Short task: Copy the rows from the start through the one containing "<point>607,102</point>", both ends included, and leave out the pictures. Keep the requests as they are, but multiply every point coordinate in the answers by 2.25 and round each result to a whole number, with halves rounded up.
● ● ● ● ● ● ●
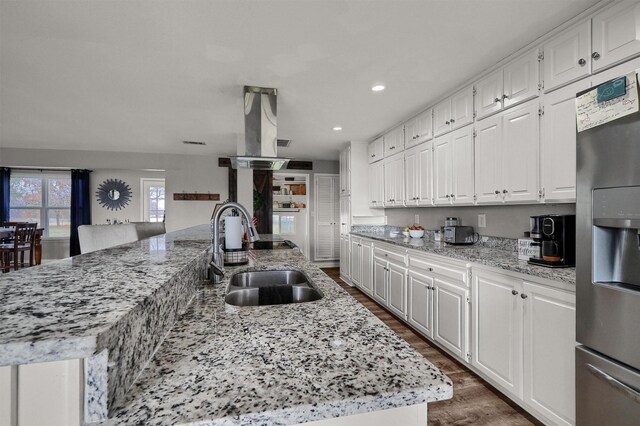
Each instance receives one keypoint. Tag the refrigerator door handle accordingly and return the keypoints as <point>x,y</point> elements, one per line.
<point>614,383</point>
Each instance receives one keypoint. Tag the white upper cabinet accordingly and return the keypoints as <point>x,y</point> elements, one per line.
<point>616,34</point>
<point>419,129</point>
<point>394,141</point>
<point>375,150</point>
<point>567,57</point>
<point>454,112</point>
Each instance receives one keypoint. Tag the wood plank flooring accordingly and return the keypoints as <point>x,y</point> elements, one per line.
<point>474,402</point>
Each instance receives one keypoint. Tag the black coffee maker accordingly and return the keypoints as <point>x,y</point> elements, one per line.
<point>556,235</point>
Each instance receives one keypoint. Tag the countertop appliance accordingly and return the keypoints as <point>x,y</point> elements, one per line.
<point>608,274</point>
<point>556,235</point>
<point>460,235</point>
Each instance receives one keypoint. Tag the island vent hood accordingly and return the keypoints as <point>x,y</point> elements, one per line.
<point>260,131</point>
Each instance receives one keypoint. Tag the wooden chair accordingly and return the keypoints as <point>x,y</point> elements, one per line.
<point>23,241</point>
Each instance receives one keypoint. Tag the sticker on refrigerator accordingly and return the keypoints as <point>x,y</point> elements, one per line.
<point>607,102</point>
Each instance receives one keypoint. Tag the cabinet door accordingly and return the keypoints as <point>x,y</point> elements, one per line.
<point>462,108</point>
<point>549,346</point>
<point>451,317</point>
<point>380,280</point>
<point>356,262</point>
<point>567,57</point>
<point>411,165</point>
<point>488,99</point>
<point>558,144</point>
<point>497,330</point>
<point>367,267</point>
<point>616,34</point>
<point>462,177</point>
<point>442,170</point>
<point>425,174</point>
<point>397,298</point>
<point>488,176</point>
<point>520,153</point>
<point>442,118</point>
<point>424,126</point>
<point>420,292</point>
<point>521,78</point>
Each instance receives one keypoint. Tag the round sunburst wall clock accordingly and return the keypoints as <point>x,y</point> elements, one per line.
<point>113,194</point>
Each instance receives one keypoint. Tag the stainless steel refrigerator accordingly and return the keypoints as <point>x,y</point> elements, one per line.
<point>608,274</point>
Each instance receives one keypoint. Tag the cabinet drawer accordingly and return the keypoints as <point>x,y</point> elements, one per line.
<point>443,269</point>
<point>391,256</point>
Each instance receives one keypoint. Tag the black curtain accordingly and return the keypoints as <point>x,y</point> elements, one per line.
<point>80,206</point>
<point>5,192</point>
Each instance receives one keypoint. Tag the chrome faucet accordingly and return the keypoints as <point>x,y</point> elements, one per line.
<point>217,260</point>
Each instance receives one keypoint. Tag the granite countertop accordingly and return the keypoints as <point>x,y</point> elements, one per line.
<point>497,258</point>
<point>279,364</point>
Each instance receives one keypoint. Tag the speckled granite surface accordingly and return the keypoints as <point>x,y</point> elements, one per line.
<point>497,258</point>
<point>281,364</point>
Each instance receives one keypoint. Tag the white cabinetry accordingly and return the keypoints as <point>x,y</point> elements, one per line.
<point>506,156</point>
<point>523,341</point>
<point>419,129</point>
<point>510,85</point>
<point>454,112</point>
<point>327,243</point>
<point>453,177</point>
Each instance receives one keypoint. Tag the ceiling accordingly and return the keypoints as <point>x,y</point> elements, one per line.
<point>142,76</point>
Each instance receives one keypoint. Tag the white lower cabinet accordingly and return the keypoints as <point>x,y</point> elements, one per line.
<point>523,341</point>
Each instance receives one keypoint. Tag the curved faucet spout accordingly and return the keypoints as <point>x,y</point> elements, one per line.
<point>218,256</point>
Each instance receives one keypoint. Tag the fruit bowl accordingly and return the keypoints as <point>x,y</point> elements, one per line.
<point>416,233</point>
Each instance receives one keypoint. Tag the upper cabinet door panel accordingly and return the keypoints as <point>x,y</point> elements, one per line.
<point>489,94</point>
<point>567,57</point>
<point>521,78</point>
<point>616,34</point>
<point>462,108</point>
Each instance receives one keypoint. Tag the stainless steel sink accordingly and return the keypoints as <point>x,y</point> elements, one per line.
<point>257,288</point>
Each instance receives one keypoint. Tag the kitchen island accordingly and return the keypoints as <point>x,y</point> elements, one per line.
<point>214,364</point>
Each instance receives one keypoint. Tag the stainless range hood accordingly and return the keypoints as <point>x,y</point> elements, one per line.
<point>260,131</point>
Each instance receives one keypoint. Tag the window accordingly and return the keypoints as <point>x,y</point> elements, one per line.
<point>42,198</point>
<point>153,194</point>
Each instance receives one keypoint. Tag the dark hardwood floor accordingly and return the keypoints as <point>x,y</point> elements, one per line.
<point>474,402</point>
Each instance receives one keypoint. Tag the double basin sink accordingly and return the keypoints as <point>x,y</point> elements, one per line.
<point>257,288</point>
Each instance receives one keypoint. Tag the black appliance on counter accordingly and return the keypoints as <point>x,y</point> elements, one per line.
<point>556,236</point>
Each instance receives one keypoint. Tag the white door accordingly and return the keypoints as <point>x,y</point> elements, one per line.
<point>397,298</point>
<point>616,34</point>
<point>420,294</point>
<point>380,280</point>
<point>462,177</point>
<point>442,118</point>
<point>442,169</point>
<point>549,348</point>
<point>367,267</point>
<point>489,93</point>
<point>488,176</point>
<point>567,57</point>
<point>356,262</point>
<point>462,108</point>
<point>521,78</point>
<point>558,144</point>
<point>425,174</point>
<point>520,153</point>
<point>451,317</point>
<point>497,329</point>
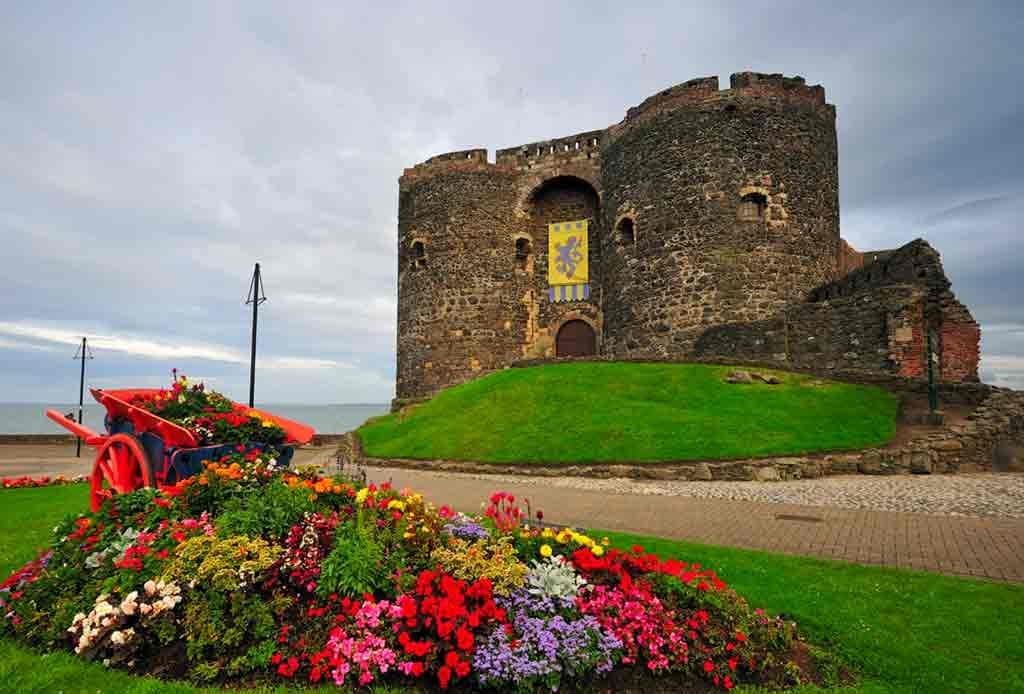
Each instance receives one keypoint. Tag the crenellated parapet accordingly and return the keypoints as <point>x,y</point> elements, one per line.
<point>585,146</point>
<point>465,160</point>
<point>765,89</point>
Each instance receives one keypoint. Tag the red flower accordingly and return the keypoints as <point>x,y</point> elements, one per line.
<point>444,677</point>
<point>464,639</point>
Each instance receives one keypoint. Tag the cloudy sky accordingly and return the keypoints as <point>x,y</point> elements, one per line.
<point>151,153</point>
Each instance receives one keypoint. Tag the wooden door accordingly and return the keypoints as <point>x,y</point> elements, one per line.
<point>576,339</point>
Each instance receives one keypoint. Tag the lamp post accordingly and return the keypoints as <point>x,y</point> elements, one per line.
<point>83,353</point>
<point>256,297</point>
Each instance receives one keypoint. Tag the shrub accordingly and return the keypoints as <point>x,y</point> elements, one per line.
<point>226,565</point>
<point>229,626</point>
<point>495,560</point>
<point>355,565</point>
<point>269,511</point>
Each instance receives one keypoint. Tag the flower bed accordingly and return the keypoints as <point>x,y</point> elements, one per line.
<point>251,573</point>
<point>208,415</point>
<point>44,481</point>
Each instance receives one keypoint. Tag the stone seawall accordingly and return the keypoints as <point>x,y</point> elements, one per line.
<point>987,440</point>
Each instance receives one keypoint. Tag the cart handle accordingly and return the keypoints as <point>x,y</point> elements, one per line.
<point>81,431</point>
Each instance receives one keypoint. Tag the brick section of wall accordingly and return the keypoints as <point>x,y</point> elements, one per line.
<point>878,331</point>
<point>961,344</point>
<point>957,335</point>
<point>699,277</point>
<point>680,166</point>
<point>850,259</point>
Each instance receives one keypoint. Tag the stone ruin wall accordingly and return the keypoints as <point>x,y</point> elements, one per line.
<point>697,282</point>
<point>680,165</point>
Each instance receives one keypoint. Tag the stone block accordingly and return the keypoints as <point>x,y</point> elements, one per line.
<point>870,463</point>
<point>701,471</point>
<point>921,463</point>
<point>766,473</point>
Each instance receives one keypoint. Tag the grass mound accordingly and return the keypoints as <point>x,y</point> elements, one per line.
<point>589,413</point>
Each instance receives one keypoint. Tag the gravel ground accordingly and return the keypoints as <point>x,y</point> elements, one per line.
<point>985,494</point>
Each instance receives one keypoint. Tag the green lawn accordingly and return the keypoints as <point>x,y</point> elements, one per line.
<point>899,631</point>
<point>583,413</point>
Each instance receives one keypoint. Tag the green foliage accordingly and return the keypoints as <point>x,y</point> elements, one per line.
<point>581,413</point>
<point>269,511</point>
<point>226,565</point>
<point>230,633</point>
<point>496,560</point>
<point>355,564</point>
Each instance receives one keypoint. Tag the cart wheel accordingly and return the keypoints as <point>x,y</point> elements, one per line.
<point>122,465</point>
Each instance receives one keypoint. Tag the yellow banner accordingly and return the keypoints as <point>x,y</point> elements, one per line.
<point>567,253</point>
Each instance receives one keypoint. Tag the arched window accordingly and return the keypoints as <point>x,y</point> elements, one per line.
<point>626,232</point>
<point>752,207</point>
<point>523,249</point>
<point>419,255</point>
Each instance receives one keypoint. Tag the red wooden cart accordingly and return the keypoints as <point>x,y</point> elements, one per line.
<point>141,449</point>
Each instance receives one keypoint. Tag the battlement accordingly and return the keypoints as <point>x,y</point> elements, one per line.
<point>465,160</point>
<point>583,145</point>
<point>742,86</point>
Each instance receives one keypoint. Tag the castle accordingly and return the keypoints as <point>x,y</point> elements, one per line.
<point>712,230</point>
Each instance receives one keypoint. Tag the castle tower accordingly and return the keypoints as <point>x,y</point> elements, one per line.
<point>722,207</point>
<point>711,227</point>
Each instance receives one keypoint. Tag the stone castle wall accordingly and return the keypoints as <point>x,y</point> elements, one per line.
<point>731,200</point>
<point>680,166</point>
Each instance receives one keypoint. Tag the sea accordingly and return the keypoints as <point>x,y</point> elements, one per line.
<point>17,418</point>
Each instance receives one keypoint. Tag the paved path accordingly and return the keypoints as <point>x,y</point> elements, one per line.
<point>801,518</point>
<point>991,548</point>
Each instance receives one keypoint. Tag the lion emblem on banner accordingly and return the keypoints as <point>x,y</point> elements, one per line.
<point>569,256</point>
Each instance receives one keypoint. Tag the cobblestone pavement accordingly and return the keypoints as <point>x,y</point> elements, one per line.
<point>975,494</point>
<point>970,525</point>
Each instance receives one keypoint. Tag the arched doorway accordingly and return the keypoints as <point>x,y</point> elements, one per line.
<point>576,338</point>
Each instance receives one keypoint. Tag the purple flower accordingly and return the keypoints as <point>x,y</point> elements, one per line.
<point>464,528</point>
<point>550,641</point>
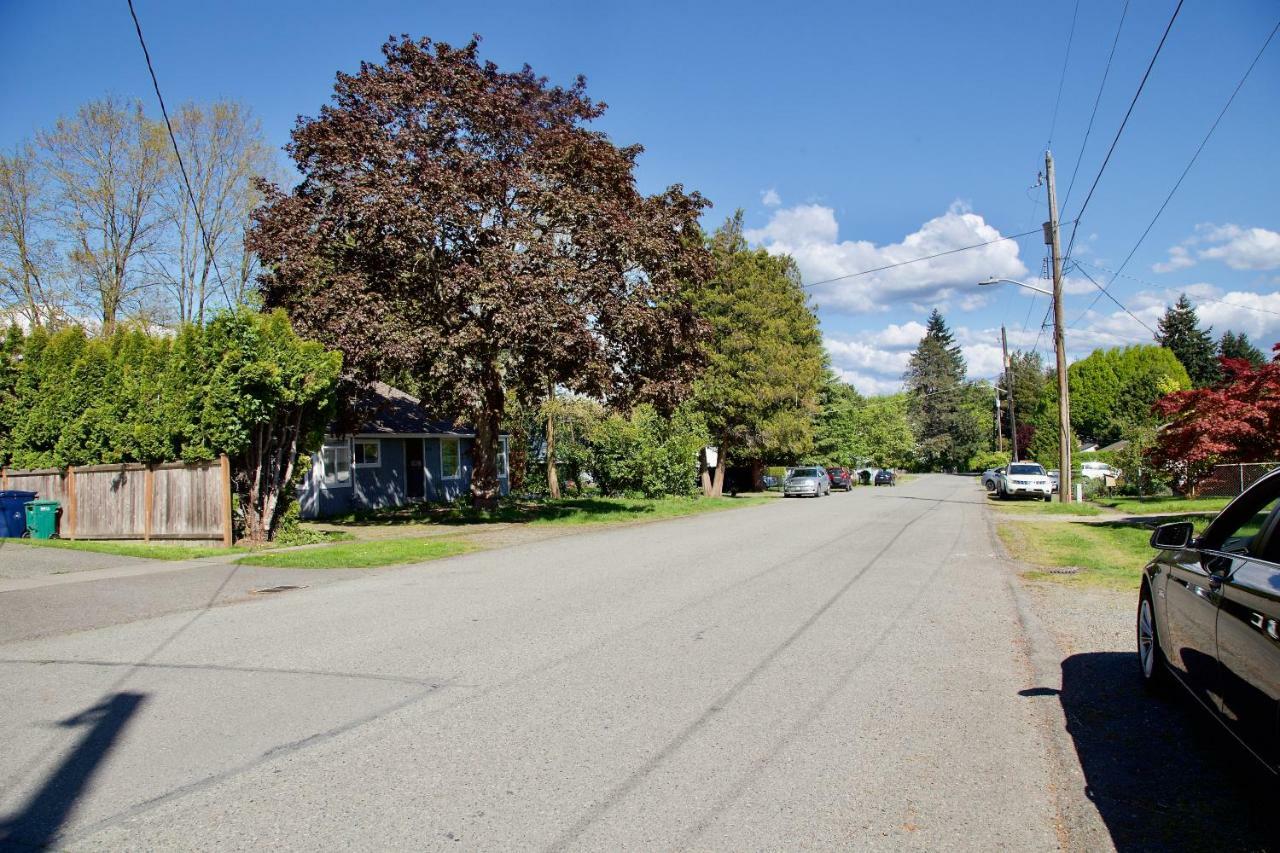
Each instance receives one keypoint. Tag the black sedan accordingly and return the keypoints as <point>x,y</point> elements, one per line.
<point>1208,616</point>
● ● ● ● ● ● ●
Task output:
Each instance receives one keypoint. Tag the refrigerator door handle accordingly and return the keypoints as <point>x,y</point> elements, one per line.
<point>1382,862</point>
Each instance receives one keypoint. Tag the white upper cabinet accordingly and return the keypoints as <point>x,y</point> elements, one per line.
<point>1386,77</point>
<point>943,290</point>
<point>887,317</point>
<point>844,338</point>
<point>1276,128</point>
<point>1022,252</point>
Each instance receives one keypoint. Tag the wood plank flooring accordingly and return the keypoints as <point>x,y</point> elements, one per line.
<point>1067,905</point>
Each instance receives one keypoint. Tag the black coffee maker accordingly and return the keypoints as <point>x,y</point> elements, one per line.
<point>1251,529</point>
Each instance receives one keypoint. Tag the countertop appliance accordingly and return the keypoints as <point>x,y</point> elements, one per line.
<point>1368,617</point>
<point>1251,529</point>
<point>1035,529</point>
Each instance receives one keypoint. Tag the island vent hood accordingly and return the keypoints as <point>x,y</point> elements, one per line.
<point>585,295</point>
Each instance receives one keypoint. Tag the wooden chair accordingly and return the keypoints as <point>x,y</point> elements, one per line.
<point>52,542</point>
Each instance receives one keypoint. Tag the sticker on refrigerator accordingly and return the keypoints as <point>x,y</point> elements, one per line.
<point>1366,230</point>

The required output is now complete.